___ SOURCE EXCERPT ___

- Origin: London, England
- Genres: Afro fusion; Afrobeats;
- Years active: 2013–present
- Labels: MOVES Recordings; GO TIME RECORDS;
- Members: C Biggz; Nana "Pokes"; David Melodee; Drummerboy;
- Website: www.compozers.co.uk

= The Compozers =

British-Ghanaian music band

The Compozers is a British-Ghanaian music band formed in London in 2013.

== Career ==
Initially, they were friends, unaware that they would eventually form a musical ensemble. They were born and raised in the same area in North London. The Compozers began as friends playing music together in their local church before officially forming as a band in 2013. They have since become highly sought-after collaborators for major artists such as pioneer BET Hiphop Best International Flow award winner, Sarkodie, Wizkid, Davido, Burna Boy, Stormzy, Tiwa Savage, Ed Sheeran, Central Cee, and many others, performing at iconic venues worldwide (such as the Royal Albert Hall, Roundhouse, Brixton O2 Academy, Madison Square Garden, Barclays Center) and earning a reputation as pioneers in modern Afro-fusion and live music.

___

PROMPT A> Rewrite the entry in Block 1 below, swapping "bright white light" for "ceiling lamp" wherever it occurs and keeping everything else identical. Omit the picture from your version.

___ RECORDS PROVIDED ___

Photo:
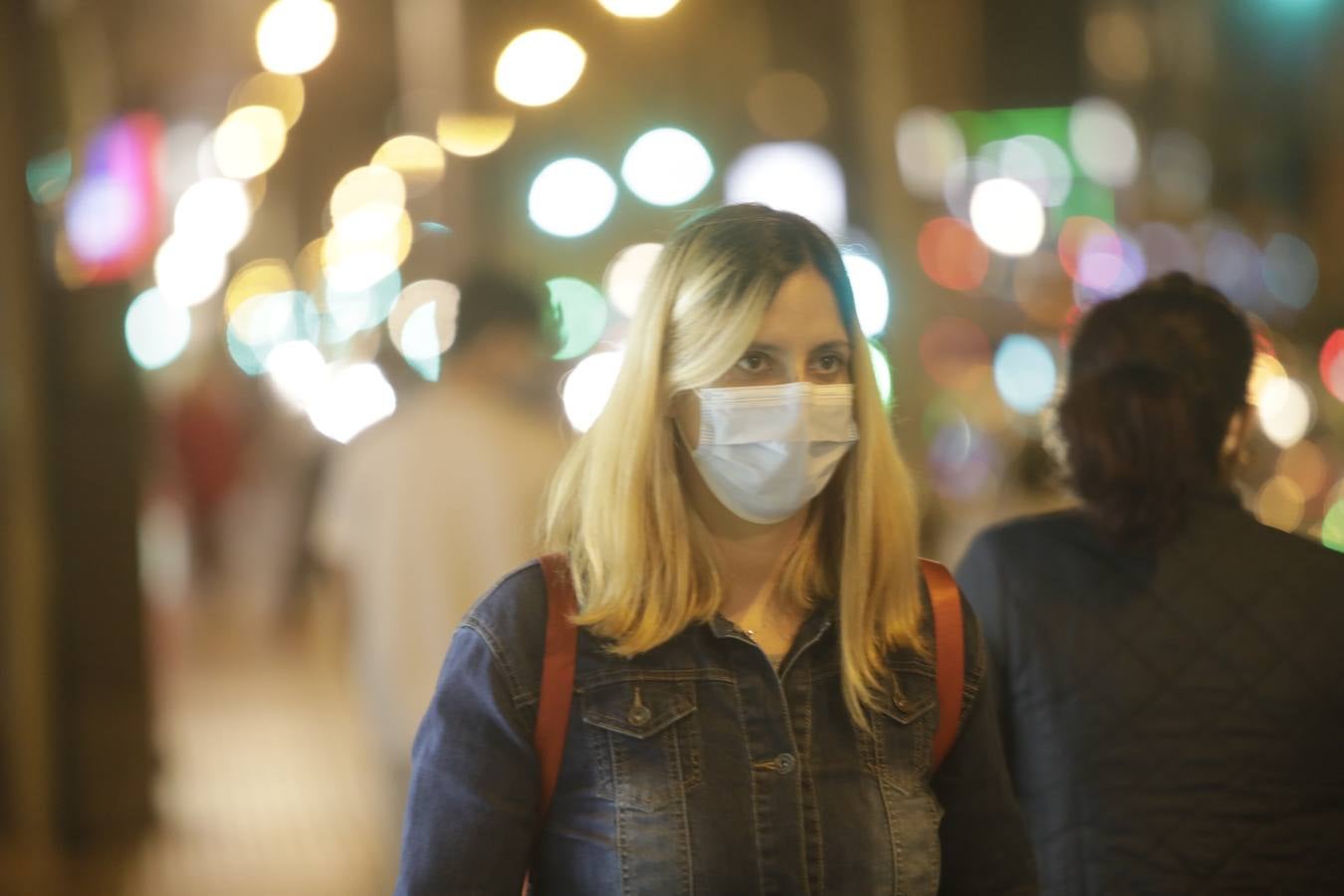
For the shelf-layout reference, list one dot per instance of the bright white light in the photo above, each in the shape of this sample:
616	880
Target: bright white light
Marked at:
1104	141
188	272
928	142
349	400
1283	411
538	68
249	141
588	385
423	320
214	211
793	176
871	296
570	198
157	330
296	371
638	8
1024	372
295	37
667	166
628	273
880	371
1037	162
1007	216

___

PROMPT B> In the article on The Compozers, where did the members play music together before officially forming the band in 2013?

FULL RESPONSE A>
Photo:
For the shelf-layout reference, list one dot per instance of the ceiling lamp in the photo above, each in the shape of this sample:
616	880
Target: ceiling lamp
Marked at:
1104	141
188	272
928	142
349	400
1283	411
538	68
249	141
588	385
423	320
214	211
793	176
871	296
570	198
157	330
296	371
638	8
1024	372
295	37
667	166
628	273
880	371
1037	162
1007	216

FULL RESPONSE B> In their local church.